#### [Exercise goal]
Write out the records below word for word, please.

** Start **

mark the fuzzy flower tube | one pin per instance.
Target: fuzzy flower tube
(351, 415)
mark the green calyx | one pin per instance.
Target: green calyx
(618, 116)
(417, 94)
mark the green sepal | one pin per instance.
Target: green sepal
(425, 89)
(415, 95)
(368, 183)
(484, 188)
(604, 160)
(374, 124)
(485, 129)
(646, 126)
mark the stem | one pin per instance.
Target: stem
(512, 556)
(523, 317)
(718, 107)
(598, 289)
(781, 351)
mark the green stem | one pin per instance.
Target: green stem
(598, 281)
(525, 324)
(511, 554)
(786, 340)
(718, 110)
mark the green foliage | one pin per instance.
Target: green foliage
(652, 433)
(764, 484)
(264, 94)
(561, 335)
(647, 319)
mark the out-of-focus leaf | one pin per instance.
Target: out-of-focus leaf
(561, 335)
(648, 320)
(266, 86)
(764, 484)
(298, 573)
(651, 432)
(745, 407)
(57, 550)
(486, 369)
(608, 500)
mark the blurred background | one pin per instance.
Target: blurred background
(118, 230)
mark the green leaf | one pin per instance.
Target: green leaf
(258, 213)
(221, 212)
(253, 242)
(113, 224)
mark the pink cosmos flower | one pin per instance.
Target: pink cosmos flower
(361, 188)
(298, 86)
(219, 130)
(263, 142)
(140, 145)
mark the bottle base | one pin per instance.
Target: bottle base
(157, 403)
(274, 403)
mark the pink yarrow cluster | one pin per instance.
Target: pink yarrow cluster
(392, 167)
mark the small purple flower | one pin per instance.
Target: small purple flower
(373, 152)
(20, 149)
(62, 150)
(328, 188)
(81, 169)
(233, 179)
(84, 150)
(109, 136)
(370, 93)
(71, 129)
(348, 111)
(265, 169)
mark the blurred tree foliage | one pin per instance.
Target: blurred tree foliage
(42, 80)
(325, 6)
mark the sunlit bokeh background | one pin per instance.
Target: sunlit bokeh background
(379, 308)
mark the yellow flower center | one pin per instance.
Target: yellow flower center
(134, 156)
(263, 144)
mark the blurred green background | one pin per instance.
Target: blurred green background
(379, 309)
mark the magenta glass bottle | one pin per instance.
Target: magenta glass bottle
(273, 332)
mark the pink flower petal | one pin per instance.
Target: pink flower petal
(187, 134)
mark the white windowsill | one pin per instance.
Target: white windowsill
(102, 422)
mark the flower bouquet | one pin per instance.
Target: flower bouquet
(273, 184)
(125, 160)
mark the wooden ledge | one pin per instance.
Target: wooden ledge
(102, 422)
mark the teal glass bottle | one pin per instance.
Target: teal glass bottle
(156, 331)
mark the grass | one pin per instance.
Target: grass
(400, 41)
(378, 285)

** End **

#### [In response]
mark the fuzzy flower tube | one pin per instance.
Target: fuzzy flower tube
(351, 415)
mark the green calyx | one pin per instance.
Target: green calyx
(618, 116)
(417, 94)
mark the green sepal | one pin per instance.
Target: green sepal
(425, 89)
(415, 95)
(368, 183)
(484, 188)
(604, 160)
(374, 124)
(485, 129)
(646, 126)
mark the stem | one pin per instance.
Target: stem
(512, 556)
(523, 317)
(718, 107)
(598, 289)
(781, 351)
mark the green stem | one pin per instance.
Target: green stem
(598, 281)
(525, 324)
(511, 554)
(786, 340)
(718, 110)
mark the green foliage | one pin per instance.
Target: green foliage
(652, 433)
(764, 484)
(264, 94)
(561, 335)
(647, 319)
mark the out-of-focus leaf | one pin per instance.
Target: out-of-focus leaf
(561, 335)
(648, 320)
(266, 86)
(764, 484)
(298, 573)
(651, 432)
(745, 407)
(57, 550)
(486, 369)
(608, 500)
mark the blurred background | one pin per instance.
Target: blurred background
(118, 230)
mark the green leaf | one pin per instance.
Target: green leaf
(258, 213)
(221, 212)
(253, 242)
(113, 224)
mark the pink cosmos flower | one pin per instance.
Target: pink cosmos flower
(361, 188)
(298, 86)
(219, 130)
(263, 142)
(140, 145)
mark the bottle base | one pin per instance.
Target: bottle base
(157, 403)
(274, 403)
mark the pink yarrow cluster | one pin per instance.
Target: pink yarrow cluster
(392, 167)
mark the small purple flower | one pin per instance.
Target: small purple flower
(373, 152)
(20, 149)
(62, 150)
(328, 188)
(81, 169)
(233, 179)
(84, 150)
(109, 136)
(370, 93)
(71, 129)
(348, 111)
(265, 169)
mark the blurred tree foliage | one pin per instance.
Target: blurred tree foliage
(42, 80)
(325, 6)
mark the sunlit bokeh background | one pin per instance.
Target: sunlit bokeh background
(379, 308)
mark the yellow flower center | one pin per instance.
Target: yellow flower center
(134, 156)
(263, 144)
mark the blurred green background | one pin per instance.
Target: blurred green background
(379, 309)
mark the magenta glass bottle | one pin per instance.
Target: magenta glass bottle
(273, 332)
mark the pink flower petal | one pin per instance.
Target: pink flower petal
(187, 134)
mark the white windowsill | one pin per instance.
Target: white windowsill
(102, 422)
mark the flower bouquet | one pin per instance.
Target: flower bouquet
(273, 184)
(125, 160)
mark the wooden ledge | one pin per instance.
Target: wooden ledge
(102, 422)
mark the teal glass bottle | one pin per instance.
Target: teal glass bottle
(156, 331)
mark the grass | one pin per instance.
Target: grass
(400, 41)
(378, 285)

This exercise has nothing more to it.